Excerpted passage:
The Party and the Guests (Jan Nemec, 1966)






The Iron Curtain may now be a construct of the past -- symbolically and ideologically torn down with the collapse of Communism across Eastern Europe in 1989 -- but little seems to have changed to alter the biased and marginalized view of Eastern Europe. Popular misconceptions are such that Eastern Europe remains economically, and therefore culturally, stunted vis-a-vis their Western brethren. Few non-sequiturs are in desperate need of rectification as much as this last statement. Even under Socialist control, culture oozed from the wounds of repression, and paradoxically the totalitarian shackles served to spur on the flowering of man-made artifacts.
 
One of the cultural fronts that deserves more widespread investigation and appreciation is the arena of cinema. "Films made in Eastern Europe seem of little or no interest to people in the West. The audiences in western countries find them as antediluvian as the battle for workers' rights in England in the time of Marx," once remarked the Polish master director Andrzej Wajda in his autobiography (Double Vision, My Life in Film, 1986). More than twenty years on, this lamentation seems as true and self-evident as when it was first ventilated. Outside their places of origin, Eastern European films remain confined to film festivals, art-house cinemas, and film societies.

Task set:
1. According to the essay on Eastern European cinema, where do Eastern European films remain confined outside their places of origin?
2. Write the next part of the essay on Eastern European cinema, starting after its final sentence.
The lines that come next have no connection to the essay above.

Spatial localization data
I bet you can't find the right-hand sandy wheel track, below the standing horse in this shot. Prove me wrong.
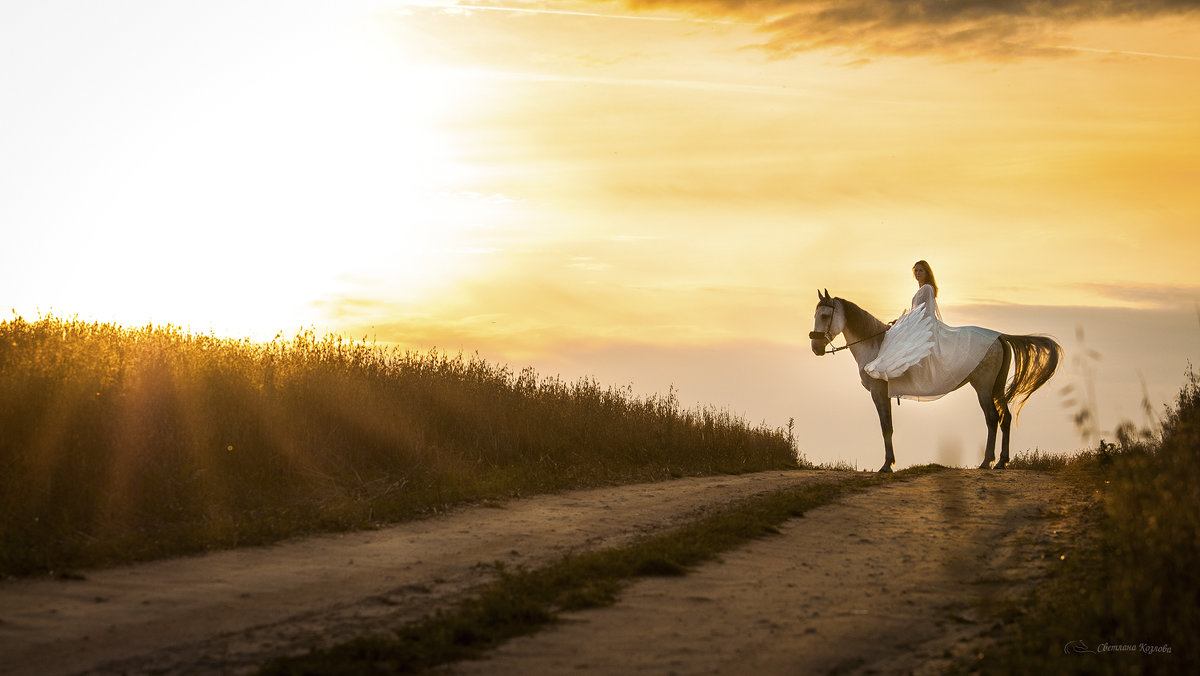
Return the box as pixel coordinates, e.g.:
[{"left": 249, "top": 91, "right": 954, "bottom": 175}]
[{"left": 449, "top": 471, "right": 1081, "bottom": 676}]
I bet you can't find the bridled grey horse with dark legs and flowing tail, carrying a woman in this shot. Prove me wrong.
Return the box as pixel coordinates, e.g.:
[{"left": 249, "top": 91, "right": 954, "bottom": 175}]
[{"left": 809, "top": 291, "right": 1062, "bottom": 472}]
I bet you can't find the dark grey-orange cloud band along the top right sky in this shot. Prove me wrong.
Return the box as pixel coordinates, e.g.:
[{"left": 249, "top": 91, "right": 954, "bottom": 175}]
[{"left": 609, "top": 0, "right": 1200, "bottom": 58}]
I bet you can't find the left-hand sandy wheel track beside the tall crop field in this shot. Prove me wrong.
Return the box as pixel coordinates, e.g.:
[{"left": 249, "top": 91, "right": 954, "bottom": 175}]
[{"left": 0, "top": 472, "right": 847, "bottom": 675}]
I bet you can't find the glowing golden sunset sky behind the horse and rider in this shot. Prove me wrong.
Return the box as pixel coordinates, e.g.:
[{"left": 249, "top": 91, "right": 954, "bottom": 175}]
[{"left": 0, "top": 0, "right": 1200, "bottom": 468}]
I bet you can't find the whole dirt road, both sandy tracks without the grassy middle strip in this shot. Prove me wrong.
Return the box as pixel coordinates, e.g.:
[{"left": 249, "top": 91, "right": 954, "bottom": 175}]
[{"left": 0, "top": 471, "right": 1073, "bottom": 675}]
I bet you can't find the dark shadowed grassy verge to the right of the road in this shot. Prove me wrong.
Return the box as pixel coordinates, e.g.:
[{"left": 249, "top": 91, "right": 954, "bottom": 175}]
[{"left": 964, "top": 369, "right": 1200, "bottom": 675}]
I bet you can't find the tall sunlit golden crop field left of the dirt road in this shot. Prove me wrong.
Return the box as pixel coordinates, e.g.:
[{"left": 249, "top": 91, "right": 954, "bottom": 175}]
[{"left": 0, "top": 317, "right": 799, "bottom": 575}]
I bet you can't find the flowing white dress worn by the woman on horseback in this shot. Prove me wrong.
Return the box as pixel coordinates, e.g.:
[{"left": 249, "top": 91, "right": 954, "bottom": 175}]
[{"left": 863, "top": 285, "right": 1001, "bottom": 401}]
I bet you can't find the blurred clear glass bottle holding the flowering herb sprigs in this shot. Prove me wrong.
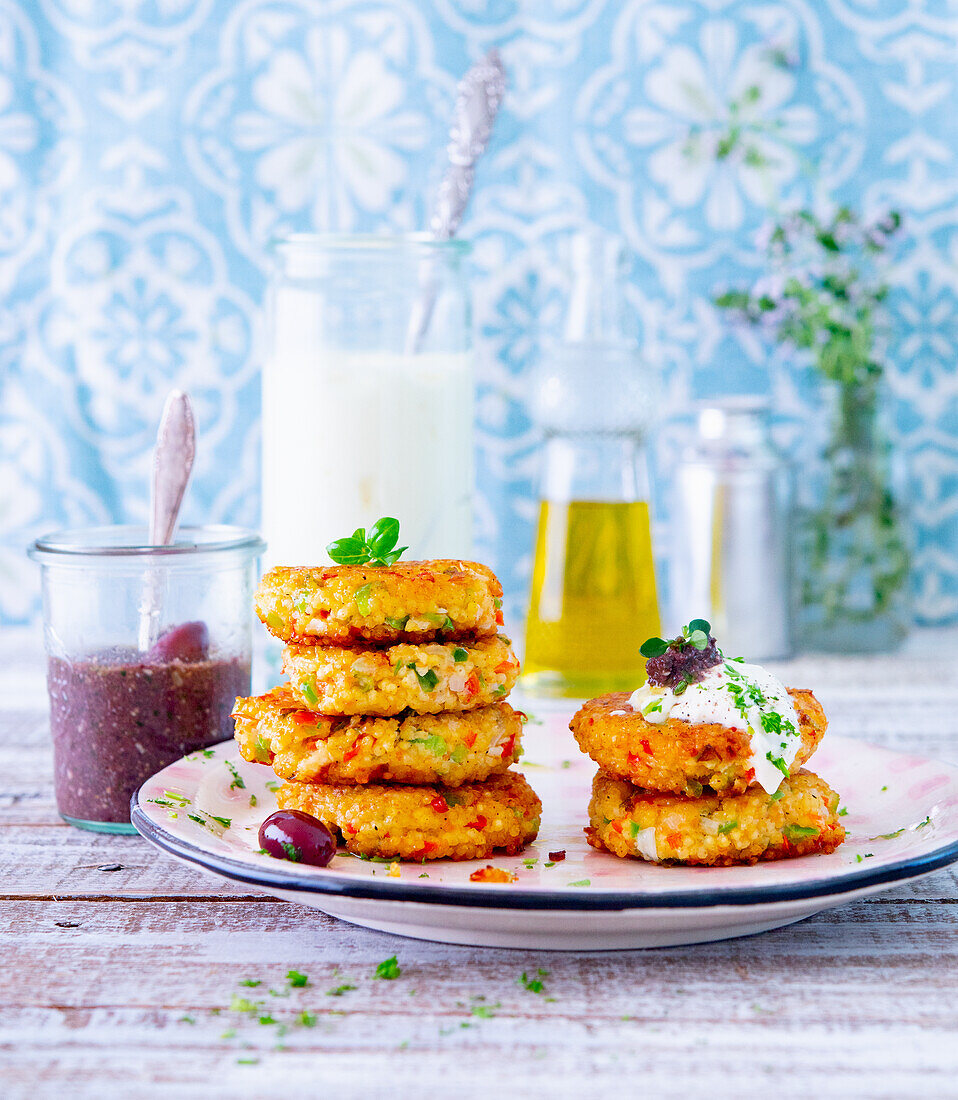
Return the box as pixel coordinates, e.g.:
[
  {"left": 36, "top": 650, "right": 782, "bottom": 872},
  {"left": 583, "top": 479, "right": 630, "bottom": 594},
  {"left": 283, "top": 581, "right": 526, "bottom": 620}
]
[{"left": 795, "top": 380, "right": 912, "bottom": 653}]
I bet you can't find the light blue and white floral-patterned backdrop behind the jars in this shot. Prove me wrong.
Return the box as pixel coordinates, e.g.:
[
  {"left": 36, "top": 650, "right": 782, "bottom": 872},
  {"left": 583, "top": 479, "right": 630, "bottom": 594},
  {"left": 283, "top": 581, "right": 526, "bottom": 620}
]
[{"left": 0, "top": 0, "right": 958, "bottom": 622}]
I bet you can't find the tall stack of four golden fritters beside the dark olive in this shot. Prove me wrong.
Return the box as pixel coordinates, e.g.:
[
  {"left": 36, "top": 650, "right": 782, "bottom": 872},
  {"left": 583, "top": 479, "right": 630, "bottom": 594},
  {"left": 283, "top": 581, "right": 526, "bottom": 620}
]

Replies:
1. Film festivals, art-house cinemas, and film societies.

2.
 
If there is one bright hope on the horizon for the plight of marginalized cinema, however, it must be the emergence of new forms of distribution, most notably digital technology and internet commerce. The DVD format, abetted by the split-second availability afforded through e-commerce, is quickly changing the paradigm of distribution. Of late, DVD companies like Second Run, Clavis and Kino and other non-specialized companies have undertaken the task of making available classic films from the hub nations of Eastern European cinema, like Hungary, Poland and Czechoslovakia. (This is not counting the domestically produced titles in Eastern European countries themselves. If only everyone was a polyglot...). It's a genuine moment of plethora for the cineaste, as well as those who are looking to broaden their cinematic horizons.
 
One of Second Run's recent releases is Jan Nemec's The Party and the Guests. Jan Nemec is more popularly known for another film entitled Diamonds of the Night. He may not be as well-regarded as the other Czech New Wave directors canonized by the West (namely by Criterion), to wit,  Jiri Menzel (Closely Watched Trains) and the duo of Jan Kadar and Elmar Klos (The Shop on Main Street), but he is no less accomplished. What is probably his drawback -- evident in The Party and the Guests -- is the subtlety (his censorship-circumventing use of allegory) and allusiveness that might be lost on audiences not familiar with the Czech experience.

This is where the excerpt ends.